• _TASK DETAILS_: Write out these rows again, replacing "region of" with "area of" everywhere and leaving everything else the same.

• _EXTRACTED MATERIAL_:

# # # #

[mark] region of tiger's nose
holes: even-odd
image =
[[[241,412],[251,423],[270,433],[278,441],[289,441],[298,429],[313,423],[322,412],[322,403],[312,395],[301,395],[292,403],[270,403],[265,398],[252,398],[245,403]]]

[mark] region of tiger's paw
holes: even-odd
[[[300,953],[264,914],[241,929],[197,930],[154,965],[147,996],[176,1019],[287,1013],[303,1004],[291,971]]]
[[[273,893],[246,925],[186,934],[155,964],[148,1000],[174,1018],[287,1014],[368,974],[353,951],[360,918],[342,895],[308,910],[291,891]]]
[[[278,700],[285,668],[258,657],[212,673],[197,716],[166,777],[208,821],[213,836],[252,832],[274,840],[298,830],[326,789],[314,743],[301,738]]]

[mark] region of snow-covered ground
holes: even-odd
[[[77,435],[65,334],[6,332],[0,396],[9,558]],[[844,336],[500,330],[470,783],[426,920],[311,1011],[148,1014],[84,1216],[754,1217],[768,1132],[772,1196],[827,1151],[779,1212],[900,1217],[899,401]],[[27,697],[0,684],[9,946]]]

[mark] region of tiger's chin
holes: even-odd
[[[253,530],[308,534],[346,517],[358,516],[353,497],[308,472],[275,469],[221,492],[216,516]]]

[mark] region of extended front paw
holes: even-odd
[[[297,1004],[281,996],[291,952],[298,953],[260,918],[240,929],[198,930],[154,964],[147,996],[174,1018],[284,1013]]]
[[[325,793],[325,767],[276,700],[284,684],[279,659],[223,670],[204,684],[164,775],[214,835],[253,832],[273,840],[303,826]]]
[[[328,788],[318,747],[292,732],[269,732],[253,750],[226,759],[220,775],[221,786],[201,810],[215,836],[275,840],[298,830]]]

# # # #

• _FULL RESPONSE_:
[mark] area of tiger's nose
holes: even-odd
image =
[[[241,412],[251,423],[270,433],[278,441],[289,441],[298,429],[313,423],[322,412],[322,403],[312,395],[301,395],[292,403],[270,403],[265,398],[252,398],[245,403]]]

[mark] area of tiger's paw
holes: even-odd
[[[300,953],[264,914],[241,929],[197,930],[154,965],[147,996],[176,1019],[287,1013],[303,1004],[291,971]]]
[[[273,893],[246,925],[186,934],[155,964],[148,1000],[174,1018],[287,1014],[368,974],[353,951],[360,918],[342,895],[308,910],[291,891]]]
[[[278,700],[285,668],[258,657],[212,673],[197,716],[166,777],[208,821],[213,836],[252,832],[274,840],[298,830],[326,789],[314,743],[301,738]]]

[mark] area of snow-covered ground
holes: even-odd
[[[77,435],[65,334],[6,332],[0,396],[9,558]],[[844,336],[500,330],[470,783],[426,920],[311,1011],[148,1014],[84,1216],[754,1217],[768,1132],[772,1196],[827,1151],[779,1212],[900,1217],[899,401]],[[27,697],[0,684],[9,946]]]

[mark] area of tiger's chin
holes: even-odd
[[[253,530],[308,534],[346,517],[358,516],[353,497],[308,472],[275,469],[221,492],[216,516]]]

[mark] area of extended front paw
holes: even-odd
[[[297,1004],[281,996],[291,952],[298,953],[260,918],[240,929],[198,930],[154,964],[147,996],[174,1018],[284,1013]]]
[[[325,793],[325,767],[276,700],[284,684],[279,659],[223,670],[204,684],[164,775],[214,835],[253,832],[273,840],[303,826]]]
[[[328,788],[318,747],[292,732],[269,732],[253,750],[226,759],[220,775],[221,786],[201,810],[215,836],[275,840],[298,830]]]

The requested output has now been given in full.